**To do**.
Please repeat the line that contains "Lane-count request: drop a dot on each instance of the dark" and every line after it, exactly, through the end of the records.

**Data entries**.
:::::

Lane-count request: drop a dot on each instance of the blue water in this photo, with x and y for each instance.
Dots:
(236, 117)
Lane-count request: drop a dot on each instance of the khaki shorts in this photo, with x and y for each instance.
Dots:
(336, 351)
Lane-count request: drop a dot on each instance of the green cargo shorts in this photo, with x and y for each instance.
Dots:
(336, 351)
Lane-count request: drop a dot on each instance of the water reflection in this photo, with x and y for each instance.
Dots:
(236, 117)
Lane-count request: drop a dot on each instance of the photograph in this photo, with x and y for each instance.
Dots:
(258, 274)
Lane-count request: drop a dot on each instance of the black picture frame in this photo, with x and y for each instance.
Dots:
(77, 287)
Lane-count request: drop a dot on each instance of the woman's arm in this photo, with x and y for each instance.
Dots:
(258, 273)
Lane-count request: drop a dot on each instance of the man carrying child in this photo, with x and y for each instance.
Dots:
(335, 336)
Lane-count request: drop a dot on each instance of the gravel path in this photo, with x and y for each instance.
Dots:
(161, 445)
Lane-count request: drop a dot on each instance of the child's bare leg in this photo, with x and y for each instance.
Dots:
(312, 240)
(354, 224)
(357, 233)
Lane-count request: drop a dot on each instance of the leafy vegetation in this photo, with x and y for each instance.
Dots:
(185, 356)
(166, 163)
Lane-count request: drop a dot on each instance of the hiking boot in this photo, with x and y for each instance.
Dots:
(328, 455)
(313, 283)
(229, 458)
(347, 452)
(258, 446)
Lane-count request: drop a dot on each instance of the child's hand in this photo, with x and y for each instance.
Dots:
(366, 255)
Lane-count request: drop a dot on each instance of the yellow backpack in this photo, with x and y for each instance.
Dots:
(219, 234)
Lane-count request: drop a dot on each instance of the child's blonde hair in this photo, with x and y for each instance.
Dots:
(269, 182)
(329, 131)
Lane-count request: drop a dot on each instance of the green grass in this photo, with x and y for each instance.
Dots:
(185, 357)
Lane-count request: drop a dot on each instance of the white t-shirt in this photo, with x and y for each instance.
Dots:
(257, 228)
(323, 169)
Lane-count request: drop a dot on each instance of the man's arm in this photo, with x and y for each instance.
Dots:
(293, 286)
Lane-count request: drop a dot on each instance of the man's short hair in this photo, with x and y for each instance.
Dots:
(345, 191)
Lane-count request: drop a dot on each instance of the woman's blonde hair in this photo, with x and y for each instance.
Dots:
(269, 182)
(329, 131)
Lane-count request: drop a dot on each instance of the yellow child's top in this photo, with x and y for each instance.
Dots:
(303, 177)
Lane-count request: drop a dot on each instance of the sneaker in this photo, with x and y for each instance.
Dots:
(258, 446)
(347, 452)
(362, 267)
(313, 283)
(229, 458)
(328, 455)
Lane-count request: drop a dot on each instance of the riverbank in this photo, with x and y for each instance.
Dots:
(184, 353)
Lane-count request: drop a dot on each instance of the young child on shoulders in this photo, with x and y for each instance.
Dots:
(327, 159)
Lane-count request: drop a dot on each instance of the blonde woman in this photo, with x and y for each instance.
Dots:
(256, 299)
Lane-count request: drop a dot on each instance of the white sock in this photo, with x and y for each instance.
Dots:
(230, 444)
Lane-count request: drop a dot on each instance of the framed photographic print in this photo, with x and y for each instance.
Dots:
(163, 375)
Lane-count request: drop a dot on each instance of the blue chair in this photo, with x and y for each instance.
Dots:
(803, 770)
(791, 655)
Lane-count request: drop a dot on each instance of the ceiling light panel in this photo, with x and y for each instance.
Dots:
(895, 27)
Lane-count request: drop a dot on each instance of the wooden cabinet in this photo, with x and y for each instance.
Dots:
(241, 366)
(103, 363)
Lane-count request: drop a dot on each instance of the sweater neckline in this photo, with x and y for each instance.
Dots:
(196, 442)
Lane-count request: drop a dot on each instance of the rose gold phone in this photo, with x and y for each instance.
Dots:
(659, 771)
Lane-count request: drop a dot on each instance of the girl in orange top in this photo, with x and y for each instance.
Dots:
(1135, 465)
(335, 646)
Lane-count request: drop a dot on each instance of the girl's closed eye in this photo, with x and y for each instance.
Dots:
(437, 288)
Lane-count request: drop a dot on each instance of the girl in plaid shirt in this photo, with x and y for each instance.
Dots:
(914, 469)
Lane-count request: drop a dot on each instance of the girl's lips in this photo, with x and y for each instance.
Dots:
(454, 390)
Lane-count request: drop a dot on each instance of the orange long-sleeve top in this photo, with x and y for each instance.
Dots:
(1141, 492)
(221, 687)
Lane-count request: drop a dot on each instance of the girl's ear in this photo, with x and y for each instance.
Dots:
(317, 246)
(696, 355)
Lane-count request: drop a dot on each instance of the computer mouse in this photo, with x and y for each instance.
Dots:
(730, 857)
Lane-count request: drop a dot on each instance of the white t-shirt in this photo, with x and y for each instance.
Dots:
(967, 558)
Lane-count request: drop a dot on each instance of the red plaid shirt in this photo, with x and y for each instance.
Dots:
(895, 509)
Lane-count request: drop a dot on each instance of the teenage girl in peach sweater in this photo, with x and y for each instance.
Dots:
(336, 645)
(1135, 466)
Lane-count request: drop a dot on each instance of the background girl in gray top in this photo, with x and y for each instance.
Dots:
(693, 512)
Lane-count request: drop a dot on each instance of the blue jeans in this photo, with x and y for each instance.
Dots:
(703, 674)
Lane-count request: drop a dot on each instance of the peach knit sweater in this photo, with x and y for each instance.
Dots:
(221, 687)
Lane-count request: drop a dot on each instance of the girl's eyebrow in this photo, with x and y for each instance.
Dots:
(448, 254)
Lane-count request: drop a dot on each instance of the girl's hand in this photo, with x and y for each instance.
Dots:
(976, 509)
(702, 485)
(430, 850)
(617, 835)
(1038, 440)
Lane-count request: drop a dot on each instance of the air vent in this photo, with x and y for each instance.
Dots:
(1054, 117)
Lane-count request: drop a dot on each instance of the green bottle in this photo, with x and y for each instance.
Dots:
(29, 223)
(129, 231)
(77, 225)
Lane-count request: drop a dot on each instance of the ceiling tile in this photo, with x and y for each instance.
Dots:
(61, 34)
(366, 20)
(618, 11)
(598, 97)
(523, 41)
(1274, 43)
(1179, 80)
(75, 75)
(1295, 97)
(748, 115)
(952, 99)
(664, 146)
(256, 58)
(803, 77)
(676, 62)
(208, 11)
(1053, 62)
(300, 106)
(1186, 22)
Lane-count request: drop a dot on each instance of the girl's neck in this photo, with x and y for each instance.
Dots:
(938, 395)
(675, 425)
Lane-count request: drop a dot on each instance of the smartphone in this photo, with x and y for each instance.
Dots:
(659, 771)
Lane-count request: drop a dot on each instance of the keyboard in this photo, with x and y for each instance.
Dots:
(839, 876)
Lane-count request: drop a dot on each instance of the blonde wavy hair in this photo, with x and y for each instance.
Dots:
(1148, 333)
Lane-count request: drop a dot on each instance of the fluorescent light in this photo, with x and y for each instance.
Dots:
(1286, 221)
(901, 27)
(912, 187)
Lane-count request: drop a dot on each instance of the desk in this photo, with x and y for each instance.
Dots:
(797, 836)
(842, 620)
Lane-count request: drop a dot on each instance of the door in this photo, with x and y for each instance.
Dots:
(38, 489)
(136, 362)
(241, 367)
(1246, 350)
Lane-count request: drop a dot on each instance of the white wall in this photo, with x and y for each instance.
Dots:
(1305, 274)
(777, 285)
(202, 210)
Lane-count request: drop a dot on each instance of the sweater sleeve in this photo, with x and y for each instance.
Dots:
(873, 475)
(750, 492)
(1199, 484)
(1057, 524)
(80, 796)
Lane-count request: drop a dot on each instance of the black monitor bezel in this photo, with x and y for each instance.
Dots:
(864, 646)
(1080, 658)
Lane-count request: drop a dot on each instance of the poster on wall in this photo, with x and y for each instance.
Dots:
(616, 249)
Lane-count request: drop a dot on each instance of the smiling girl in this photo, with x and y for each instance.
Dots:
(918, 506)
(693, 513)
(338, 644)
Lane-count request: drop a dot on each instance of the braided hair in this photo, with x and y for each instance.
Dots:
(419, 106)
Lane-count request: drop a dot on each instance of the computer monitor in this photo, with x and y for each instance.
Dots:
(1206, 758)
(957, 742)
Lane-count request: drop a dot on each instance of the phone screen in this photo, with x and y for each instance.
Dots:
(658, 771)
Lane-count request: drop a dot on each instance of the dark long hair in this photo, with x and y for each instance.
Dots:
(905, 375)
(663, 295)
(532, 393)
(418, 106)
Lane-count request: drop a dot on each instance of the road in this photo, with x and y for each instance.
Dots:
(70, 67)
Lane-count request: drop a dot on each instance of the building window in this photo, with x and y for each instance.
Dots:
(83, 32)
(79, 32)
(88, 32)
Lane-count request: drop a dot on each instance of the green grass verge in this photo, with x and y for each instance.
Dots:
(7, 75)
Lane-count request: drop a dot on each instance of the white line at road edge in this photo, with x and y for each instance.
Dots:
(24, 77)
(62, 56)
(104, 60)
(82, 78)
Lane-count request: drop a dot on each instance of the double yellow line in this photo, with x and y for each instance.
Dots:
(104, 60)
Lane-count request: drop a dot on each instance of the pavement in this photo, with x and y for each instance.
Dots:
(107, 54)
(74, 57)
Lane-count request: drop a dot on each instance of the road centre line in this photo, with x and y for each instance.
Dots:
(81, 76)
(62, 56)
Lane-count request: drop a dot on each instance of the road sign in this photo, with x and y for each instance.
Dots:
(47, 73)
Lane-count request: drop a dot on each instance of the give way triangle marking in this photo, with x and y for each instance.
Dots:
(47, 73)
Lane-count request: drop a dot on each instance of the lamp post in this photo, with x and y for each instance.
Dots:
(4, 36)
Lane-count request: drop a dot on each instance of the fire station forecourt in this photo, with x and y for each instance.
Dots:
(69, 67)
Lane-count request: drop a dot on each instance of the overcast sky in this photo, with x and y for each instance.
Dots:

:::::

**Completed task**.
Lane-count request: drop a dot on each instance of the dark long hair in this photo, with x and y for each instance.
Dots:
(905, 375)
(663, 295)
(532, 393)
(418, 106)
Lane-count request: drop a dot on each instance of the road in this photo, with x and y for each instance.
Dots:
(70, 67)
Lane-count request: drop a dot on each instance of the building window in this photo, with x and y for each instance.
Dots:
(83, 32)
(79, 32)
(88, 32)
Lane-count request: drop a dot on each instance of the green grass verge in this photo, with x and y for each instance.
Dots:
(7, 75)
Lane-count request: drop a dot on each instance of the white line at road edge in this photo, with x and y for each instance.
Dots:
(24, 77)
(62, 56)
(104, 60)
(82, 78)
Lane-count request: drop a dot on each instance of the double yellow line in this photo, with x and y for each instance.
Dots:
(104, 60)
Lane-count request: drop a dot on each instance of the pavement in this photo, with x and y for each instance.
Dots:
(107, 54)
(74, 57)
Lane-count request: drop a dot on each instance of the road centre line in this photo, with x and y for each instance.
Dots:
(81, 76)
(62, 56)
Lane-count request: drop a dot on each instance of the road sign in this photo, with x and y for each instance.
Dots:
(47, 73)
Lane-count request: drop a dot on each instance of the give way triangle marking in this photo, with x and y for each instance.
Dots:
(47, 73)
Lane-count request: drop a dot on each instance of the lamp post in this photo, with x and y for each instance.
Dots:
(4, 36)
Lane-count request: drop a dot on each instance of the fire station forecourt in this photo, with x and y for each instance.
Dots:
(69, 67)
Lane-count request: drop a dot on each instance of the overcast sky in this photo, with x and y for each instance.
Dots:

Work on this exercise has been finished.